* **Goal**:
Count the lines below that contain the string "background", and reply with that number alone.

* **Data listing**:
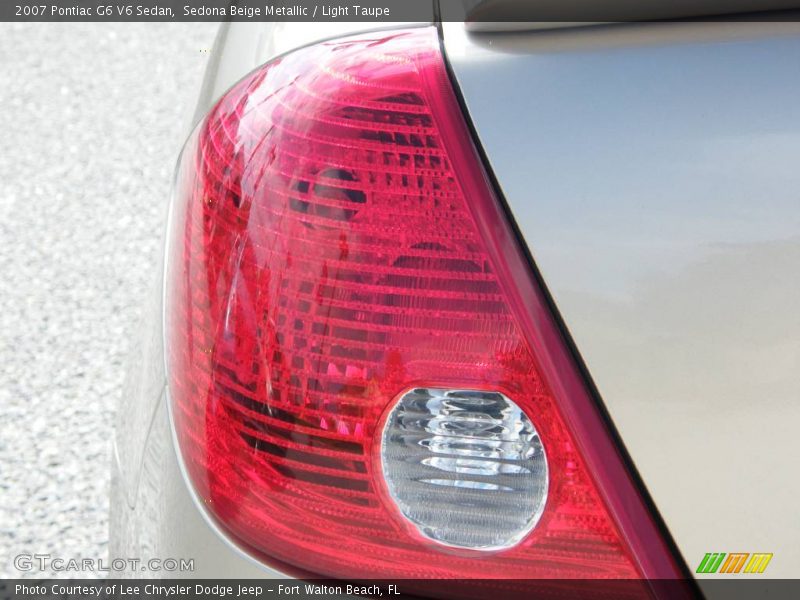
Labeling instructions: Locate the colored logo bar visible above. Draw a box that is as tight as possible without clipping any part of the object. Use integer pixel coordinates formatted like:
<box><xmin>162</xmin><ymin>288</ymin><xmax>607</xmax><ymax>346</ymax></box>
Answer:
<box><xmin>696</xmin><ymin>552</ymin><xmax>772</xmax><ymax>573</ymax></box>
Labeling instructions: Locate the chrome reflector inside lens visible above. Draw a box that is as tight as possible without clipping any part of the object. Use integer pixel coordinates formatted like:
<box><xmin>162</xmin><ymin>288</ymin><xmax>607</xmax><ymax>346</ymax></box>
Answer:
<box><xmin>380</xmin><ymin>388</ymin><xmax>548</xmax><ymax>550</ymax></box>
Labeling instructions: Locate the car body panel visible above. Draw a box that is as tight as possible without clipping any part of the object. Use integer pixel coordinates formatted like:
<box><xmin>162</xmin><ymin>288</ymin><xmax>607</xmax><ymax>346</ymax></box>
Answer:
<box><xmin>444</xmin><ymin>23</ymin><xmax>800</xmax><ymax>577</ymax></box>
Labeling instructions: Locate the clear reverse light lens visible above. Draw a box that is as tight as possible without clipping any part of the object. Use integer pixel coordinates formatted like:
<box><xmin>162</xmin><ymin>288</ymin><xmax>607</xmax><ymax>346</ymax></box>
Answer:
<box><xmin>381</xmin><ymin>388</ymin><xmax>548</xmax><ymax>550</ymax></box>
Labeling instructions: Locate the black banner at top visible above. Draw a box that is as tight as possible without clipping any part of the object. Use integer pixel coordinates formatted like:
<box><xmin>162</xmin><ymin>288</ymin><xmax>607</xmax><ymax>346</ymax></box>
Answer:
<box><xmin>0</xmin><ymin>0</ymin><xmax>800</xmax><ymax>24</ymax></box>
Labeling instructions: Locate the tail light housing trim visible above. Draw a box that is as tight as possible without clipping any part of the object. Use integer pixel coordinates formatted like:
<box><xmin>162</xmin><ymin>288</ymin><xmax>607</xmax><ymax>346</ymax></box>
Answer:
<box><xmin>166</xmin><ymin>27</ymin><xmax>680</xmax><ymax>579</ymax></box>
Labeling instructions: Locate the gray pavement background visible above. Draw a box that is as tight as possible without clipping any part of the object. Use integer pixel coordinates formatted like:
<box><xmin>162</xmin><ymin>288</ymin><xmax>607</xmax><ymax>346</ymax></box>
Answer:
<box><xmin>0</xmin><ymin>23</ymin><xmax>217</xmax><ymax>577</ymax></box>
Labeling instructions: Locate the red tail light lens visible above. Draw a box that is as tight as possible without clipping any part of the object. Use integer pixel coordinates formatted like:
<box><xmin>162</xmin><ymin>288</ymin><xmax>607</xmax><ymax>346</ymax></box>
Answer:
<box><xmin>167</xmin><ymin>28</ymin><xmax>677</xmax><ymax>579</ymax></box>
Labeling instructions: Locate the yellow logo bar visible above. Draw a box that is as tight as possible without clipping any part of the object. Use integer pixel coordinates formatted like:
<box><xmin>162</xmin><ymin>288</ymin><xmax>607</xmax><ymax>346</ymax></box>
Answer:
<box><xmin>719</xmin><ymin>552</ymin><xmax>750</xmax><ymax>573</ymax></box>
<box><xmin>744</xmin><ymin>553</ymin><xmax>772</xmax><ymax>573</ymax></box>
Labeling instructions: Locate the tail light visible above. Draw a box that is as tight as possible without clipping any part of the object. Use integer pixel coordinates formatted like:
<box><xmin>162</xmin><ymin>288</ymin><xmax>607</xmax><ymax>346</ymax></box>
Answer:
<box><xmin>167</xmin><ymin>28</ymin><xmax>679</xmax><ymax>579</ymax></box>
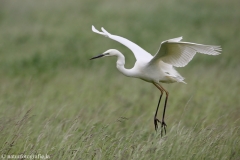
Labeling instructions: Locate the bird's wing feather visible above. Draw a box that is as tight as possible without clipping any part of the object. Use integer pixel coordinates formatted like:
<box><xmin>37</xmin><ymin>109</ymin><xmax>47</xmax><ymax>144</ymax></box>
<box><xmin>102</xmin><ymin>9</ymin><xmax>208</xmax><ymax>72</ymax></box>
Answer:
<box><xmin>92</xmin><ymin>26</ymin><xmax>153</xmax><ymax>61</ymax></box>
<box><xmin>149</xmin><ymin>37</ymin><xmax>222</xmax><ymax>67</ymax></box>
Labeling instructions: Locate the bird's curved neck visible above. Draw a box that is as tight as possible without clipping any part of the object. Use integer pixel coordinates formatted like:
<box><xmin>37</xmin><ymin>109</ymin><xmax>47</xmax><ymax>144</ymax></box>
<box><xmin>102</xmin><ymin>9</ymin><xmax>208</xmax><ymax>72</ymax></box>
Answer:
<box><xmin>117</xmin><ymin>52</ymin><xmax>134</xmax><ymax>77</ymax></box>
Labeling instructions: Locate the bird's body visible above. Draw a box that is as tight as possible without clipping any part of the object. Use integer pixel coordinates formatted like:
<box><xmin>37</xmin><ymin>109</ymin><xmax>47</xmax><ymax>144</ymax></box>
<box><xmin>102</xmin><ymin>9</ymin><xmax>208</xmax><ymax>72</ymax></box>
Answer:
<box><xmin>111</xmin><ymin>49</ymin><xmax>185</xmax><ymax>83</ymax></box>
<box><xmin>91</xmin><ymin>26</ymin><xmax>221</xmax><ymax>134</ymax></box>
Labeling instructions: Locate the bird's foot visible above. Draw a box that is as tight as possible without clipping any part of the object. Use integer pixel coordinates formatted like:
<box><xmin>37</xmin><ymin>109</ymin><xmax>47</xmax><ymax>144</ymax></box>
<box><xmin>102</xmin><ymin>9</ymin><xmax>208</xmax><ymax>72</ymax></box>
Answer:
<box><xmin>161</xmin><ymin>120</ymin><xmax>167</xmax><ymax>137</ymax></box>
<box><xmin>154</xmin><ymin>117</ymin><xmax>161</xmax><ymax>132</ymax></box>
<box><xmin>154</xmin><ymin>117</ymin><xmax>167</xmax><ymax>137</ymax></box>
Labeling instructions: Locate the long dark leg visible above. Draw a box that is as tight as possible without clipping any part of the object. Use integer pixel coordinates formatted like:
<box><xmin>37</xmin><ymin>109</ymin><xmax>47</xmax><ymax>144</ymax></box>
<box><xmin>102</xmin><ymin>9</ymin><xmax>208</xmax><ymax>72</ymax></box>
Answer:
<box><xmin>153</xmin><ymin>83</ymin><xmax>163</xmax><ymax>132</ymax></box>
<box><xmin>161</xmin><ymin>88</ymin><xmax>168</xmax><ymax>135</ymax></box>
<box><xmin>153</xmin><ymin>83</ymin><xmax>168</xmax><ymax>136</ymax></box>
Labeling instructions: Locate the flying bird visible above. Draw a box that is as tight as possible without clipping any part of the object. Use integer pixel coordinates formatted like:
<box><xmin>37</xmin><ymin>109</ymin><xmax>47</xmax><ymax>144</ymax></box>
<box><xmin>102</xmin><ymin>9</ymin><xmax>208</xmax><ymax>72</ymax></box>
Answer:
<box><xmin>90</xmin><ymin>26</ymin><xmax>222</xmax><ymax>136</ymax></box>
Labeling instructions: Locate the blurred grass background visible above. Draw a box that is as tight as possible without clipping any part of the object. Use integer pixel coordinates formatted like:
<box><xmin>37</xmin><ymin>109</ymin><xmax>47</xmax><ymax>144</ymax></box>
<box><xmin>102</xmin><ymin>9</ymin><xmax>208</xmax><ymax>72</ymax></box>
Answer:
<box><xmin>0</xmin><ymin>0</ymin><xmax>240</xmax><ymax>159</ymax></box>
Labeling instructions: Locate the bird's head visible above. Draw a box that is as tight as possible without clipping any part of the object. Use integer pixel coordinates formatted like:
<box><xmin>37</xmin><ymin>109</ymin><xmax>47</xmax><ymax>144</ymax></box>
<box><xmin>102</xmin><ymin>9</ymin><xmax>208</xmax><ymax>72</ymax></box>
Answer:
<box><xmin>90</xmin><ymin>49</ymin><xmax>119</xmax><ymax>60</ymax></box>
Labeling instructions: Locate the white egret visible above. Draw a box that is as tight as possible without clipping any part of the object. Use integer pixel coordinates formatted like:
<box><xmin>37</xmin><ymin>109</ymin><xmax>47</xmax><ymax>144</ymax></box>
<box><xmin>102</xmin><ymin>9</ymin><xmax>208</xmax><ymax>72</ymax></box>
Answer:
<box><xmin>90</xmin><ymin>26</ymin><xmax>222</xmax><ymax>135</ymax></box>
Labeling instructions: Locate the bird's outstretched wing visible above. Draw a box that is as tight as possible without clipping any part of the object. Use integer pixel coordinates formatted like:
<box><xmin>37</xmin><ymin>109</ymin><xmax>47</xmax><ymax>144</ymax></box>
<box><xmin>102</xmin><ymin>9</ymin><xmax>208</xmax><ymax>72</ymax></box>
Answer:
<box><xmin>149</xmin><ymin>37</ymin><xmax>222</xmax><ymax>67</ymax></box>
<box><xmin>92</xmin><ymin>26</ymin><xmax>153</xmax><ymax>62</ymax></box>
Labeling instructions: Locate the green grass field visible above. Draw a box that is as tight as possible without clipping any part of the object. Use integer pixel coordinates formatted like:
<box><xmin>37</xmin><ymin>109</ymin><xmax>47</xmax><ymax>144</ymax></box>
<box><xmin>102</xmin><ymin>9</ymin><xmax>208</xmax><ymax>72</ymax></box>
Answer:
<box><xmin>0</xmin><ymin>0</ymin><xmax>240</xmax><ymax>160</ymax></box>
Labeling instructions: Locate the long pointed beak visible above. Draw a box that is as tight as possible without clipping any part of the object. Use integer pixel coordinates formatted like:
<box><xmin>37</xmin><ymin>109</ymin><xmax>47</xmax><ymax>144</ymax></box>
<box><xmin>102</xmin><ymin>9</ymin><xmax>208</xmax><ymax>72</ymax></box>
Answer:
<box><xmin>90</xmin><ymin>54</ymin><xmax>104</xmax><ymax>60</ymax></box>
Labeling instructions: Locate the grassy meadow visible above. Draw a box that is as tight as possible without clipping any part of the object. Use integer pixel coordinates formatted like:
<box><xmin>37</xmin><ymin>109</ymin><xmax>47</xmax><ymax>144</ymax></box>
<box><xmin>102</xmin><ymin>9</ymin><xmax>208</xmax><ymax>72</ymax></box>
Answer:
<box><xmin>0</xmin><ymin>0</ymin><xmax>240</xmax><ymax>160</ymax></box>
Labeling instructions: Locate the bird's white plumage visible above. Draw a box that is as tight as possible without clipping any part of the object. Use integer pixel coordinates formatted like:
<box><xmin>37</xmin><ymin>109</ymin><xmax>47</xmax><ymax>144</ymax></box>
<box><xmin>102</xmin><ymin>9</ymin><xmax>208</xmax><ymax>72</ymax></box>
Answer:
<box><xmin>150</xmin><ymin>38</ymin><xmax>221</xmax><ymax>67</ymax></box>
<box><xmin>91</xmin><ymin>26</ymin><xmax>221</xmax><ymax>135</ymax></box>
<box><xmin>92</xmin><ymin>26</ymin><xmax>152</xmax><ymax>61</ymax></box>
<box><xmin>92</xmin><ymin>26</ymin><xmax>221</xmax><ymax>83</ymax></box>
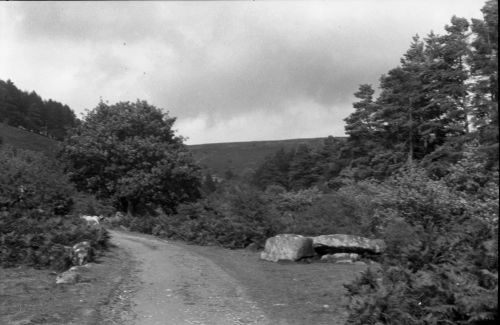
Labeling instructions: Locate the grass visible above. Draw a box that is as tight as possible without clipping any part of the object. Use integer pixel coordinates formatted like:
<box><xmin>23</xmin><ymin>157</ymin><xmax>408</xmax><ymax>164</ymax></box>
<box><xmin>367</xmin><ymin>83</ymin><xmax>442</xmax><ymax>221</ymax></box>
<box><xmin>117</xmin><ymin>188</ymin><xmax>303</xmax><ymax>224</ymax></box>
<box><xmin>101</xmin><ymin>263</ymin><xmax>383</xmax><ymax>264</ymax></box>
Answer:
<box><xmin>0</xmin><ymin>244</ymin><xmax>136</xmax><ymax>325</ymax></box>
<box><xmin>0</xmin><ymin>122</ymin><xmax>58</xmax><ymax>157</ymax></box>
<box><xmin>188</xmin><ymin>138</ymin><xmax>325</xmax><ymax>177</ymax></box>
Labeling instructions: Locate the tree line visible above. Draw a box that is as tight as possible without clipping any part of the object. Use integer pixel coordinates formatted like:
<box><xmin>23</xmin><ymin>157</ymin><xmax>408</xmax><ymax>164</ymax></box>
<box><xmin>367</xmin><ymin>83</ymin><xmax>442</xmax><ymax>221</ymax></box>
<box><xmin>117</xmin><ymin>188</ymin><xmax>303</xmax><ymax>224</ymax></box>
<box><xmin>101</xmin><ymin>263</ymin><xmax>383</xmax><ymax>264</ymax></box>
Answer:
<box><xmin>254</xmin><ymin>1</ymin><xmax>498</xmax><ymax>189</ymax></box>
<box><xmin>0</xmin><ymin>80</ymin><xmax>78</xmax><ymax>140</ymax></box>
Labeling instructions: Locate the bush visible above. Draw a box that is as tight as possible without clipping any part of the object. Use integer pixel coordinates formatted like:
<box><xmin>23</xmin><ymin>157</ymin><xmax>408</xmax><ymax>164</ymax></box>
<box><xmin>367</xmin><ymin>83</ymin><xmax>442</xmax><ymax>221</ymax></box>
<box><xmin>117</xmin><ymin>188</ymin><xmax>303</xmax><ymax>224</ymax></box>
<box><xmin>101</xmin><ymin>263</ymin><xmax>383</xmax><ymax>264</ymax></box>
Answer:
<box><xmin>151</xmin><ymin>184</ymin><xmax>277</xmax><ymax>248</ymax></box>
<box><xmin>346</xmin><ymin>156</ymin><xmax>498</xmax><ymax>324</ymax></box>
<box><xmin>0</xmin><ymin>148</ymin><xmax>108</xmax><ymax>270</ymax></box>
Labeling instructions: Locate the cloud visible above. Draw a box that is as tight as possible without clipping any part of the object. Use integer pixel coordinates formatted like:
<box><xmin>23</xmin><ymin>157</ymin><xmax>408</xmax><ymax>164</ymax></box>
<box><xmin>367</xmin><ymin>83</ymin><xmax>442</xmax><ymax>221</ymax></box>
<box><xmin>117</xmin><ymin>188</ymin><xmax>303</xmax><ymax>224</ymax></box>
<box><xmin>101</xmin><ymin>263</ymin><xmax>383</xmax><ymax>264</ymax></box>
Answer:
<box><xmin>0</xmin><ymin>0</ymin><xmax>483</xmax><ymax>142</ymax></box>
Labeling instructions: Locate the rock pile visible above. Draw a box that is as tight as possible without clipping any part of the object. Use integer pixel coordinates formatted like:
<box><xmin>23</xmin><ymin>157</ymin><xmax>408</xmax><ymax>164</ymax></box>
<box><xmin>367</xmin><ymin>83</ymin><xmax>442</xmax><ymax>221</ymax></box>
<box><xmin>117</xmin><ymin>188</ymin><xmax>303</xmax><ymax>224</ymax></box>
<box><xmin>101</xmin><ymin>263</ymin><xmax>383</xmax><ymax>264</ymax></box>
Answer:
<box><xmin>260</xmin><ymin>234</ymin><xmax>315</xmax><ymax>262</ymax></box>
<box><xmin>260</xmin><ymin>234</ymin><xmax>386</xmax><ymax>263</ymax></box>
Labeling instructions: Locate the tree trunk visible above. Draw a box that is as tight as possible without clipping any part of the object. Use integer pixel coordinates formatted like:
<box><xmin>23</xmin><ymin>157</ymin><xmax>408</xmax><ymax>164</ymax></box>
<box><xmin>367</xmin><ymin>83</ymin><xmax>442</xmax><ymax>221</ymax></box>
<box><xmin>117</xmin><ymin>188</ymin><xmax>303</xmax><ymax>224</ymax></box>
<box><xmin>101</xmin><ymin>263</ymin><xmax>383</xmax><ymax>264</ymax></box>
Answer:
<box><xmin>127</xmin><ymin>199</ymin><xmax>134</xmax><ymax>217</ymax></box>
<box><xmin>408</xmin><ymin>97</ymin><xmax>413</xmax><ymax>166</ymax></box>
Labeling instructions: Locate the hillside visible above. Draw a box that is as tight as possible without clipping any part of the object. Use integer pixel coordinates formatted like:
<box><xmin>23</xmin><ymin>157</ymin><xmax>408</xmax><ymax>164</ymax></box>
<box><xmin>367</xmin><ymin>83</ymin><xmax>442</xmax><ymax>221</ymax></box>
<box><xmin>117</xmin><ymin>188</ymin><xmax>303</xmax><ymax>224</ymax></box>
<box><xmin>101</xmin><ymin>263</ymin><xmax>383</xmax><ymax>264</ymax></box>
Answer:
<box><xmin>0</xmin><ymin>123</ymin><xmax>340</xmax><ymax>177</ymax></box>
<box><xmin>188</xmin><ymin>138</ymin><xmax>334</xmax><ymax>177</ymax></box>
<box><xmin>0</xmin><ymin>123</ymin><xmax>58</xmax><ymax>156</ymax></box>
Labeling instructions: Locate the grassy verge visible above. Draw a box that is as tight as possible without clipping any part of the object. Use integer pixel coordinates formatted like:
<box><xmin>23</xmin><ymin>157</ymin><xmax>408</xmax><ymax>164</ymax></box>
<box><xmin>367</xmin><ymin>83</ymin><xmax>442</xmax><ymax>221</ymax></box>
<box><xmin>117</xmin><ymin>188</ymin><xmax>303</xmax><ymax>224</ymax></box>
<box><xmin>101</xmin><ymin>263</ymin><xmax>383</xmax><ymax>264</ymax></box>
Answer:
<box><xmin>0</xmin><ymin>243</ymin><xmax>135</xmax><ymax>325</ymax></box>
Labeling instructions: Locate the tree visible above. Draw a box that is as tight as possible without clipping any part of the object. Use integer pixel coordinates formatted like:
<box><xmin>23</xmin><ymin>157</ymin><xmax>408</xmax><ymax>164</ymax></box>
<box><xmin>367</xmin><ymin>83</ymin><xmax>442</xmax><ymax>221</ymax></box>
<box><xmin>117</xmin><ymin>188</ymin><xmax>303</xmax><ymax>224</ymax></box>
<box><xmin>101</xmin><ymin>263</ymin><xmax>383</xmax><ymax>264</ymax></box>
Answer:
<box><xmin>469</xmin><ymin>0</ymin><xmax>498</xmax><ymax>166</ymax></box>
<box><xmin>60</xmin><ymin>100</ymin><xmax>201</xmax><ymax>215</ymax></box>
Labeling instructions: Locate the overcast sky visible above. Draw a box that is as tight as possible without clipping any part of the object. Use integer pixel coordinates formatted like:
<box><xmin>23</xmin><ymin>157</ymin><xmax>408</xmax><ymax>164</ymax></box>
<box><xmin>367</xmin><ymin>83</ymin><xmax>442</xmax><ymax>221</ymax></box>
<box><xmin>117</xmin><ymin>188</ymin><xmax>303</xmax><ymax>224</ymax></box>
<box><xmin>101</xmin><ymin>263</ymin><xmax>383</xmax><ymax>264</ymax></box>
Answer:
<box><xmin>0</xmin><ymin>0</ymin><xmax>484</xmax><ymax>144</ymax></box>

* **Exercise response**:
2